== Fragmento fuente ==
Dos meses de investigaciones después, la Unidad Especializada Antipandillas de la Fiscalía General de la República cree que Miguel Ángel Deras Martínez, de 22 años, es un marero que pasó la mañana del 3 de marzo de 2016 en el caserío Las Flores, del cantón Agua Escondida, municipio de San Juan Opico. Aquel día y en aquel lugar, dice la solicitud de imposición de medidas, una clica del Barrio 18-Revolucionarios asesinó a 11 salvadoreños: ocho empleados de una distribuidora de energía eléctrica y tres jornaleros. Los asesinaron con crueldad extrema y grabaron partes de la matanza con celular, para regocijo de las redes sociales de la sociedad más violenta del mundo.
Dos meses de investigaciones después, la Fiscalía y la Policía Nacional Civil creen que Miguel es un terrorista que participó en la masacre de Opico. Pero hay otra versión que dinamita la versión oficial, que señala que han detenido al joven equivocado, y que ubica a Miguel aquella mañana del 3 de marzo en el mercado Central de San Salvador, comprando conchas, pancitos y camaroncillo.

== Instrucción a ==
Extrae del listado que aparece a continuación cada línea en la que figure la palabra "background".

== Material por procesar ==

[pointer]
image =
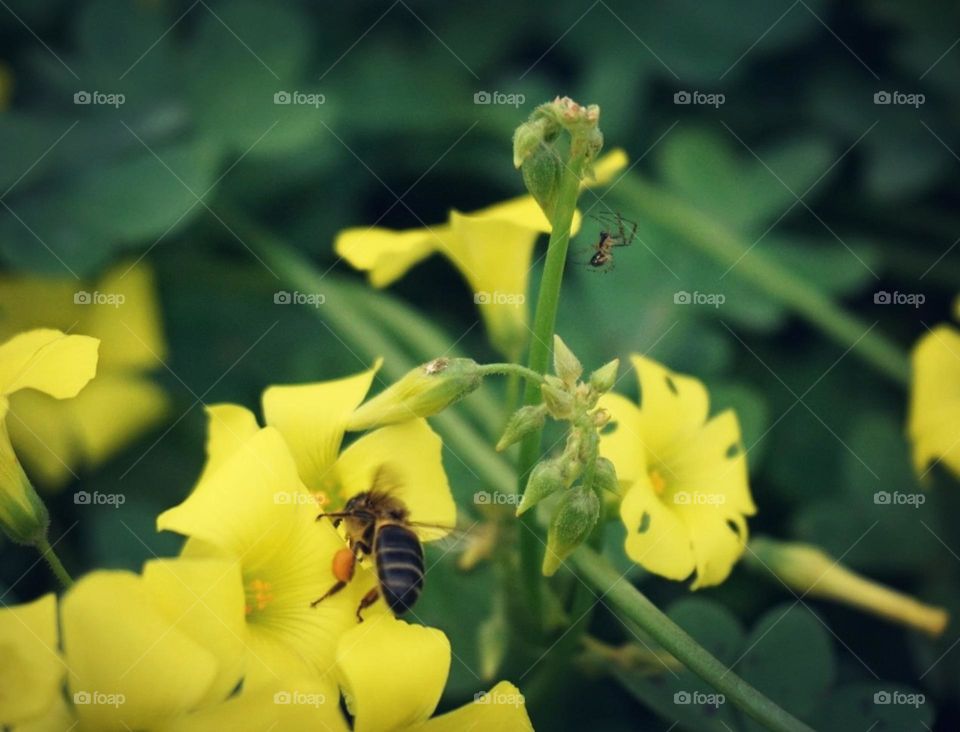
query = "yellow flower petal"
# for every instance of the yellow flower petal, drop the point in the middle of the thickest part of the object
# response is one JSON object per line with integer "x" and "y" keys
{"x": 312, "y": 419}
{"x": 57, "y": 438}
{"x": 31, "y": 670}
{"x": 229, "y": 426}
{"x": 621, "y": 442}
{"x": 254, "y": 510}
{"x": 673, "y": 407}
{"x": 130, "y": 666}
{"x": 934, "y": 418}
{"x": 204, "y": 599}
{"x": 48, "y": 361}
{"x": 657, "y": 539}
{"x": 386, "y": 254}
{"x": 502, "y": 709}
{"x": 411, "y": 454}
{"x": 301, "y": 706}
{"x": 392, "y": 673}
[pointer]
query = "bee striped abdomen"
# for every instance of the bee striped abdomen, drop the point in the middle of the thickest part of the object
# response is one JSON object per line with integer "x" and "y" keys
{"x": 399, "y": 566}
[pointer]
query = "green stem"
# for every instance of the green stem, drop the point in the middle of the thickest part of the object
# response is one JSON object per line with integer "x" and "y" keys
{"x": 544, "y": 322}
{"x": 713, "y": 238}
{"x": 50, "y": 556}
{"x": 426, "y": 341}
{"x": 631, "y": 603}
{"x": 366, "y": 337}
{"x": 512, "y": 369}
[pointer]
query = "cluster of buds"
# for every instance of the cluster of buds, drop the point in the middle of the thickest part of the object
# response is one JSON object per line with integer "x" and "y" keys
{"x": 539, "y": 148}
{"x": 578, "y": 471}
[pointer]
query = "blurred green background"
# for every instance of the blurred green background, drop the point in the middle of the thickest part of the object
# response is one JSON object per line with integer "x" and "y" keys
{"x": 799, "y": 160}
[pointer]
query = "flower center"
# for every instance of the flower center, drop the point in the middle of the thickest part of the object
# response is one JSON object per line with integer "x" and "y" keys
{"x": 658, "y": 481}
{"x": 259, "y": 594}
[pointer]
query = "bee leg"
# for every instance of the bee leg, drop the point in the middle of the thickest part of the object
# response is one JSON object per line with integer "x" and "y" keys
{"x": 332, "y": 591}
{"x": 367, "y": 601}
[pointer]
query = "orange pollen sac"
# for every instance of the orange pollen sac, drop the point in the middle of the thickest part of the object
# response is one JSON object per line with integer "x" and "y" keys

== Instrucción b ==
Transcribe del texto sobre la masacre de Opico, que está más arriba, el pasaje que va desde "Dos meses de investigaciones después, la Fiscalía" hasta "pancitos y camaroncillo.", ambos incluidos.

== Respuesta correcta a ==
query = "blurred green background"
# for every instance of the blurred green background, drop the point in the middle of the thickest part of the object

== Respuesta correcta b ==
Dos meses de investigaciones después, la Fiscalía y la Policía Nacional Civil creen que Miguel es un terrorista que participó en la masacre de Opico. Pero hay otra versión que dinamita la versión oficial, que señala que han detenido al joven equivocado, y que ubica a Miguel aquella mañana del 3 de marzo en el mercado Central de San Salvador, comprando conchas, pancitos y camaroncillo.